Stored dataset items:

-=-=-=-=-

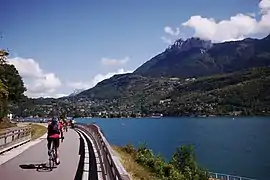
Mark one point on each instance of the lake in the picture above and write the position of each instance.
(239, 146)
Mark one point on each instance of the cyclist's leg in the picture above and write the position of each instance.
(56, 145)
(49, 142)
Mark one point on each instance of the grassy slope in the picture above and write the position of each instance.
(137, 171)
(5, 123)
(37, 130)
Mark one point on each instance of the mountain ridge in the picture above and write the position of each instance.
(203, 58)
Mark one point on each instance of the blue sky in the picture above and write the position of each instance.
(67, 40)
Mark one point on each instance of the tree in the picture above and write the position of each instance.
(184, 160)
(11, 78)
(3, 100)
(11, 84)
(3, 56)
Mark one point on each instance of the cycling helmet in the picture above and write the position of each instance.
(54, 120)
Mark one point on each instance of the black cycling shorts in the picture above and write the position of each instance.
(56, 142)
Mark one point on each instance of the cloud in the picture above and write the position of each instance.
(237, 27)
(170, 31)
(173, 35)
(166, 40)
(114, 62)
(37, 82)
(96, 79)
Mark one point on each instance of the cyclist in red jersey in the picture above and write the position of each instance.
(55, 128)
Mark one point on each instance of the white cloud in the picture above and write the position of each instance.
(170, 31)
(236, 27)
(114, 62)
(37, 82)
(96, 79)
(166, 40)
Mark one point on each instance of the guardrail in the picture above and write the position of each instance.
(111, 165)
(14, 137)
(227, 177)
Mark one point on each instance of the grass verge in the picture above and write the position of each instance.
(37, 131)
(5, 123)
(137, 171)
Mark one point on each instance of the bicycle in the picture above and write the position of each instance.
(52, 156)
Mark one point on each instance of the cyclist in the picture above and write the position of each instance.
(55, 128)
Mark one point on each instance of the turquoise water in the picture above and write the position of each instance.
(239, 146)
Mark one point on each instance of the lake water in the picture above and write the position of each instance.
(239, 146)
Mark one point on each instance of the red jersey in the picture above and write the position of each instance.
(53, 134)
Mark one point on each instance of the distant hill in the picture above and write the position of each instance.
(195, 57)
(246, 92)
(191, 58)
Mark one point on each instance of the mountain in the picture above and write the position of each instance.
(75, 92)
(195, 57)
(191, 58)
(245, 92)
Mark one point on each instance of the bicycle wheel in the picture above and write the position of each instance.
(51, 163)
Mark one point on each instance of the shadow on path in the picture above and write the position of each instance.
(42, 167)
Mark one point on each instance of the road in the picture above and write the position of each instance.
(20, 167)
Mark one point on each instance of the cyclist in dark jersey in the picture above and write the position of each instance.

-=-=-=-=-

#### What to do
Please repeat every record above exactly, but leave out the pictures.

#### Answer to this task
Mark one point on each instance of the lake in the picture above and write the position of each instance.
(239, 146)
Mark one point on each instance of the cyclist's leg in the picture above and write the position of each instance.
(56, 145)
(49, 142)
Mark one point on each instance of the grassy slope in the picture above and write the position of each instance.
(137, 171)
(5, 123)
(37, 130)
Mark one point on each instance of the mountain ridge in the picture above and write the position of each instance.
(203, 58)
Mark one point on each instance of the blue sky in the picture above and write the position of each instance.
(67, 40)
Mark one point on each instance of the tree in the picture above and write the position of each instance.
(184, 160)
(11, 78)
(3, 100)
(11, 84)
(3, 56)
Mark one point on each instance of the cycling helmet in the picture above and write the position of each instance.
(54, 120)
Mark one point on each instance of the black cycling shorts in the picture above and write the position of each instance.
(56, 142)
Mark one point on each instance of the cloud in the picture above and write the position of each instance.
(237, 27)
(170, 31)
(173, 35)
(166, 40)
(114, 62)
(37, 82)
(96, 79)
Mark one point on each instance of the cyclist in red jersey in the picture above and write the position of each instance.
(55, 128)
Mark one point on each instance of the white cloud in the picture above and write the position of each instance.
(170, 31)
(236, 27)
(114, 62)
(37, 82)
(96, 79)
(166, 40)
Mark one point on each instance of the guardrail in the picture above and write the position of each instance.
(111, 165)
(14, 137)
(227, 177)
Mark one point on each instance of the grass verge in the picture above and write the position of each instance.
(37, 131)
(5, 123)
(137, 171)
Mark one point on each instance of the bicycle in the picture above and write the position of each instance.
(52, 156)
Mark one point on each instance of the cyclist in the picture above and write the position of each instance.
(55, 128)
Mark one point on each instance of the turquoise water in the picture above and write the position of each instance.
(239, 146)
Mark one point on each instance of the lake water in the picture above and write the position of each instance.
(239, 146)
Mark one point on each instance of the red jersey in the picture above and write the position of each instance.
(53, 134)
Mark one point on each instance of the distant hill in the picture above and write the position of each instance.
(195, 57)
(246, 92)
(191, 58)
Mark one point on each instance of the mountain in the picture above and write the position of each instance.
(75, 92)
(195, 57)
(191, 58)
(245, 92)
Mark one point on each instance of the bicycle wheel in the picture above and write the position of each instance.
(51, 163)
Mark one point on each instance of the shadow on path in the picture above and write the position of each instance.
(42, 167)
Mark one point on each instance of the road in the picture above and write the position of each instance.
(20, 167)
Mark one point on each instance of the cyclist in dark jersey in the picture above and write the position of each instance.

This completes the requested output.